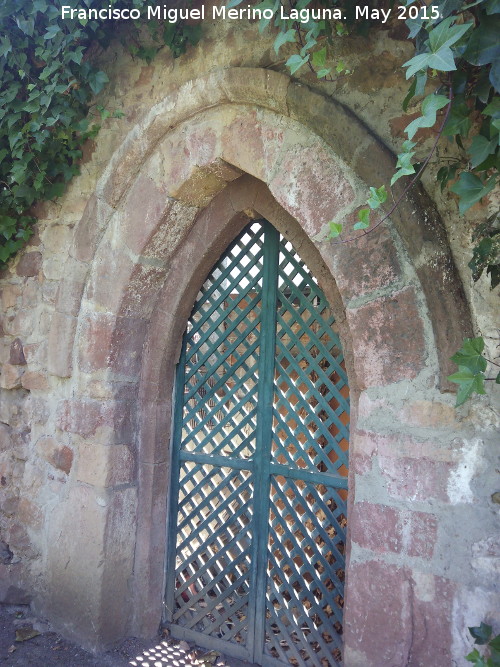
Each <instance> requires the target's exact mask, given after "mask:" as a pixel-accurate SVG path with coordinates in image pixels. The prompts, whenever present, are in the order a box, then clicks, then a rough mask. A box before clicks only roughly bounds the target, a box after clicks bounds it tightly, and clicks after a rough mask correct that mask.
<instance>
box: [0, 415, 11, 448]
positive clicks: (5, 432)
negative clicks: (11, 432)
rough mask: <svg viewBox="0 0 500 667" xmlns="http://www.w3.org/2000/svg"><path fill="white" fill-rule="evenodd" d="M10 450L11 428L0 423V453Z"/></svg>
mask: <svg viewBox="0 0 500 667" xmlns="http://www.w3.org/2000/svg"><path fill="white" fill-rule="evenodd" d="M11 448H12V438H11V428H10V426H8V425H7V424H2V423H1V422H0V452H8V451H10V449H11Z"/></svg>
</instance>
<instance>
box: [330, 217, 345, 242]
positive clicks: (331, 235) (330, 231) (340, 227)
mask: <svg viewBox="0 0 500 667" xmlns="http://www.w3.org/2000/svg"><path fill="white" fill-rule="evenodd" d="M342 227H343V225H342V223H341V222H333V220H332V221H331V222H329V223H328V229H329V232H328V235H327V238H328V239H334V238H336V237H337V236H339V235H340V234H341V233H342Z"/></svg>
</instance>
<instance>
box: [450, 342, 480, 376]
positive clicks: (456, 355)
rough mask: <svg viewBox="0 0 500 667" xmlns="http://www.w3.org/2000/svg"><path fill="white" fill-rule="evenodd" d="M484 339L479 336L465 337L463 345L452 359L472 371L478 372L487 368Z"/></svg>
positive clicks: (455, 354)
mask: <svg viewBox="0 0 500 667" xmlns="http://www.w3.org/2000/svg"><path fill="white" fill-rule="evenodd" d="M483 350H484V340H483V338H481V337H478V338H464V341H463V343H462V347H461V348H460V350H458V352H455V354H454V355H453V356H452V357H451V360H452V361H453V362H454V363H455V364H457V366H462V367H465V368H468V369H469V370H470V371H471V373H474V374H477V373H480V372H482V371H485V370H486V365H487V362H486V359H485V358H484V357H483V354H482V353H483Z"/></svg>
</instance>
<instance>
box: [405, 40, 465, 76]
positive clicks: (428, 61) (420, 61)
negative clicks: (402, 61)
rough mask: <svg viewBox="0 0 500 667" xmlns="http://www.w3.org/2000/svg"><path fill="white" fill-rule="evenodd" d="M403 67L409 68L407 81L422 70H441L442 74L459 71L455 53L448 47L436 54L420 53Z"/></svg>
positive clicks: (446, 47) (405, 64) (441, 48)
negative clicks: (429, 67)
mask: <svg viewBox="0 0 500 667" xmlns="http://www.w3.org/2000/svg"><path fill="white" fill-rule="evenodd" d="M403 67H408V69H407V71H406V78H407V79H409V78H410V77H411V76H413V75H414V74H416V73H417V72H419V71H420V70H426V69H427V68H428V67H430V68H431V69H437V70H440V71H441V72H451V71H453V70H455V69H457V67H456V65H455V58H454V57H453V52H452V50H451V49H450V48H449V47H448V46H444V47H442V48H441V49H439V51H436V53H432V52H431V53H429V52H427V53H420V54H419V55H417V56H414V57H413V58H411V59H410V60H408V61H407V62H405V63H404V64H403Z"/></svg>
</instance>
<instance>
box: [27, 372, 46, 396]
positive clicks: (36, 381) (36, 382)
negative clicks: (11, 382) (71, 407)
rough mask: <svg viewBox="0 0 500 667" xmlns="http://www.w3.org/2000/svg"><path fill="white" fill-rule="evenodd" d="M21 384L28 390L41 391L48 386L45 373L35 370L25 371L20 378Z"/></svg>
mask: <svg viewBox="0 0 500 667" xmlns="http://www.w3.org/2000/svg"><path fill="white" fill-rule="evenodd" d="M21 385H22V387H23V388H24V389H28V390H29V391H33V390H38V391H42V390H46V389H48V388H49V383H48V382H47V375H46V373H39V372H37V371H27V372H26V373H24V374H23V376H22V378H21Z"/></svg>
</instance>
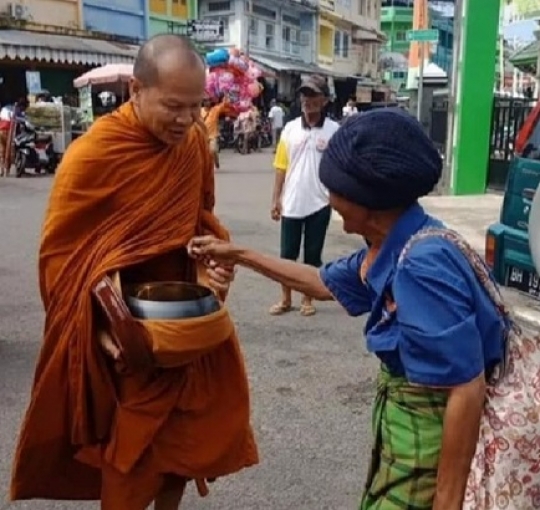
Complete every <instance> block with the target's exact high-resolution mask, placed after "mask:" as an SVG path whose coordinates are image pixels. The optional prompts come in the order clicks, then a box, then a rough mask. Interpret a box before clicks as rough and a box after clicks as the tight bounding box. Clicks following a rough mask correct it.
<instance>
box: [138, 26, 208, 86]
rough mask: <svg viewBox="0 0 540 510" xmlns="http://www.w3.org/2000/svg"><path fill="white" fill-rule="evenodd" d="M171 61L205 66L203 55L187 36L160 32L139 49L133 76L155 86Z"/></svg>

Task requirements: Copy out the listing above in full and keep the pictures out.

Response below:
Each <instance> requires the target's exact mask, given after "mask:" as a pixel-accurate SVG path with coordinates in image pixels. The prompts, whenever present, are in the order a box, then clicks, then a rough mask. A box before clicks only roughly bounds the target, a box after clicks bounds it tightly, and clicks after a rough mask correct that mask.
<instance>
box: [0, 415, 11, 448]
positive clicks: (5, 432)
negative clicks: (11, 432)
rough mask: <svg viewBox="0 0 500 667" xmlns="http://www.w3.org/2000/svg"><path fill="white" fill-rule="evenodd" d="M10 450L11 428L0 423V453Z"/></svg>
mask: <svg viewBox="0 0 500 667" xmlns="http://www.w3.org/2000/svg"><path fill="white" fill-rule="evenodd" d="M11 448H12V438H11V428H10V426H8V425H7V424H2V423H1V422H0V452H8V451H10V449H11Z"/></svg>
</instance>
<instance>
box: [330, 217, 345, 242]
positive clicks: (331, 235) (330, 231) (340, 227)
mask: <svg viewBox="0 0 500 667" xmlns="http://www.w3.org/2000/svg"><path fill="white" fill-rule="evenodd" d="M342 227H343V225H342V223H341V222H333V220H332V221H331V222H329V223H328V229H329V232H328V235H327V238H328V239H334V238H336V237H337V236H339V235H340V234H341V233H342Z"/></svg>
</instance>
<instance>
box: [450, 342, 480, 376]
positive clicks: (456, 355)
rough mask: <svg viewBox="0 0 500 667" xmlns="http://www.w3.org/2000/svg"><path fill="white" fill-rule="evenodd" d="M484 339L479 336L465 337L463 345L452 359L472 371L478 372L487 368Z"/></svg>
positive clicks: (455, 354)
mask: <svg viewBox="0 0 500 667" xmlns="http://www.w3.org/2000/svg"><path fill="white" fill-rule="evenodd" d="M483 350H484V340H483V338H481V337H478V338H464V341H463V343H462V347H461V348H460V350H458V352H455V354H454V355H453V356H452V357H451V360H452V361H453V362H454V363H455V364H457V366H462V367H465V368H468V369H469V370H470V371H471V373H474V374H477V373H480V372H482V371H485V370H486V365H487V362H486V359H485V358H484V357H483V354H482V353H483Z"/></svg>
</instance>
<instance>
box: [405, 40, 465, 76]
positive clicks: (428, 61) (420, 61)
negative clicks: (402, 61)
rough mask: <svg viewBox="0 0 500 667" xmlns="http://www.w3.org/2000/svg"><path fill="white" fill-rule="evenodd" d="M403 67L409 68L407 81L422 70H441L442 74L459 71L455 53L448 47L436 54L420 53Z"/></svg>
positive clicks: (446, 47) (405, 64) (441, 48)
negative clicks: (429, 67)
mask: <svg viewBox="0 0 500 667" xmlns="http://www.w3.org/2000/svg"><path fill="white" fill-rule="evenodd" d="M403 67H408V69H407V71H406V78H407V79H409V78H410V77H411V76H413V75H414V74H416V73H417V72H419V71H420V70H426V69H427V68H428V67H430V68H431V69H437V70H440V71H441V72H451V71H453V70H455V69H457V67H456V65H455V58H454V57H453V52H452V50H451V49H450V48H449V47H448V46H444V47H442V48H441V49H439V51H436V53H432V52H431V53H429V52H427V53H420V54H419V55H417V56H414V57H413V58H411V59H410V60H408V61H407V62H405V63H404V64H403Z"/></svg>
</instance>
<instance>
box: [27, 372, 46, 396]
positive clicks: (36, 381) (36, 382)
negative clicks: (11, 382) (71, 407)
rough mask: <svg viewBox="0 0 500 667" xmlns="http://www.w3.org/2000/svg"><path fill="white" fill-rule="evenodd" d="M21 384L28 390L41 391L48 386L45 373L35 370L25 371L20 378Z"/></svg>
mask: <svg viewBox="0 0 500 667" xmlns="http://www.w3.org/2000/svg"><path fill="white" fill-rule="evenodd" d="M21 385H22V387H23V388H24V389H28V390H29V391H33V390H38V391H42V390H46V389H48V388H49V383H48V382H47V375H46V373H39V372H37V371H27V372H26V373H24V374H23V376H22V378H21Z"/></svg>
</instance>
Complete every <instance> block with the target's exact high-resolution mask, placed after "mask:" as an SVG path whose coordinates are image pixels. The optional prompts come in the order clicks, then a box, then a rough mask. Interpret a box before clicks as rough and a box after clicks as the tight bounding box. Clicks following a rough mask correct it.
<instance>
box: [138, 26, 208, 86]
rough mask: <svg viewBox="0 0 540 510" xmlns="http://www.w3.org/2000/svg"><path fill="white" fill-rule="evenodd" d="M171 61L205 66L203 55L187 36L160 32L139 49L133 76L155 86Z"/></svg>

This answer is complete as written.